■ Excerpts from location labeling data
········
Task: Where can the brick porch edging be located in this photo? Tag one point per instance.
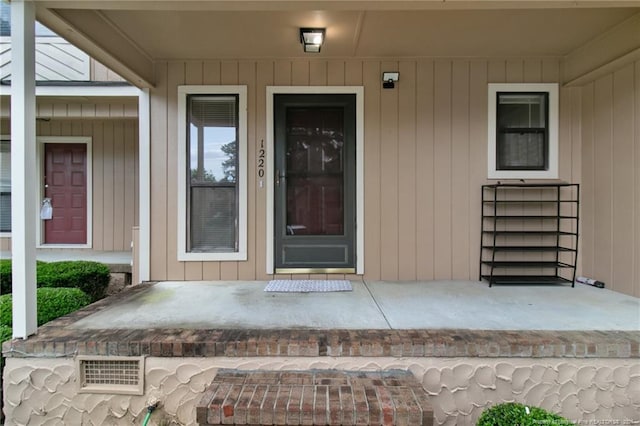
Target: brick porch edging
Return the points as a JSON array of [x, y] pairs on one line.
[[58, 338], [316, 397]]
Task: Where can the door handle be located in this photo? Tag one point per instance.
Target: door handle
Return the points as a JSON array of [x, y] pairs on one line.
[[279, 176]]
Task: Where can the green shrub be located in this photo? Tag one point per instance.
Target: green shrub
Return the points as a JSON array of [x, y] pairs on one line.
[[513, 413], [5, 275], [5, 311], [90, 277], [6, 333], [52, 303]]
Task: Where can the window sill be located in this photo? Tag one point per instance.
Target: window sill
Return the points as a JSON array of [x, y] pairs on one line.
[[212, 257]]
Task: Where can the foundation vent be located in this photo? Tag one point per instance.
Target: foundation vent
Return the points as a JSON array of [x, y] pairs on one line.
[[114, 375]]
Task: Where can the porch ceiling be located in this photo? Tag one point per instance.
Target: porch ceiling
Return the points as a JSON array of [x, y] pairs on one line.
········
■ WRITTEN REQUEST
Retype all of the records above word for word, omitting the pictures.

■ ANSWER TO THE TASK
Task: Where can the brick porch edging be located in this photo? Tag one point per instance.
Target: brick porch edging
Return the points as a JSON array of [x, y] pairs on one line.
[[58, 338], [316, 397]]
Task: Where can the door handle be located in this photo? Tag one point per instance.
Target: door handle
Return the points as a JSON array of [x, y] pairs on one line.
[[279, 176]]
Task: Where can the green shrub be located in this photo? Tag one point per instance.
Target: green shrub
Return the points as a JSON array of [x, y] pairs on one line.
[[513, 413], [5, 275], [5, 311], [90, 277], [6, 333], [52, 303]]
Task: Where can the window sill be located in this photo? Tag one point per instance.
Target: window sill
Return the points as a JSON array of [x, y] pairs on one line.
[[212, 257]]
Task: Where can the foundation vent be located in this photo? Tag one point per instance.
Target: foundation vent
Return the points as a JSON array of [x, y] pairs on one line.
[[114, 375]]
Task: Where can the porch ceiling be located in this photo? Tag one point per instance.
Target: porch ceiling
Return the points as a JSON array of [x, y] pairs on one line.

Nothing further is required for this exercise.